** RECORDED DATA **
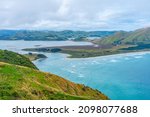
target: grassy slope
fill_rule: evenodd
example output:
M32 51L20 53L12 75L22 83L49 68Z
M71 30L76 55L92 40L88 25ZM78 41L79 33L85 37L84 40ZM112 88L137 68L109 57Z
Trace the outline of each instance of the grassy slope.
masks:
M25 56L7 50L0 50L0 61L37 69L37 67Z
M136 31L133 31L123 43L150 43L150 28L142 28Z
M96 44L149 44L150 28L142 28L132 32L120 31L112 36L103 38L95 42Z
M119 42L121 42L123 39L125 39L127 37L128 33L125 31L120 31L120 32L116 32L114 35L108 36L102 40L96 40L97 44L103 44L103 45L107 45L107 44L117 44Z
M0 99L108 99L97 90L28 67L0 62Z

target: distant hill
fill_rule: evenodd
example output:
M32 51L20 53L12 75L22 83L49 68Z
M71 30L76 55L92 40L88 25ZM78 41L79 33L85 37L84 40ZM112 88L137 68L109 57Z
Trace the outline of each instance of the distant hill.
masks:
M150 27L142 28L131 32L119 31L115 34L105 37L102 40L97 40L98 44L150 44Z
M0 50L0 62L6 62L37 69L37 67L25 56L8 50Z
M128 35L128 32L119 31L119 32L116 32L112 36L108 36L108 37L105 37L105 38L101 39L100 41L99 40L96 40L96 41L97 41L97 43L103 44L103 45L120 44L121 41L124 40L127 37L127 35Z
M0 99L90 100L108 99L98 90L29 67L0 62Z
M86 37L105 37L115 31L31 31L31 30L0 30L0 40L43 40L63 41L68 39L80 40Z
M130 32L130 34L125 38L122 43L131 44L149 44L150 43L150 27L142 28Z

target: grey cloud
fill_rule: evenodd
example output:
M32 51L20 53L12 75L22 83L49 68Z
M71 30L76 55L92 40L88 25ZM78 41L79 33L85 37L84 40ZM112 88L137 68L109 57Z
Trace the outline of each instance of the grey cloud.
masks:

** TASK INSTRUCTIONS **
The answer must consist of every line from the data that contains the word "target".

** YOUR SOLUTION **
target: grassy slope
target: distant hill
target: grey cloud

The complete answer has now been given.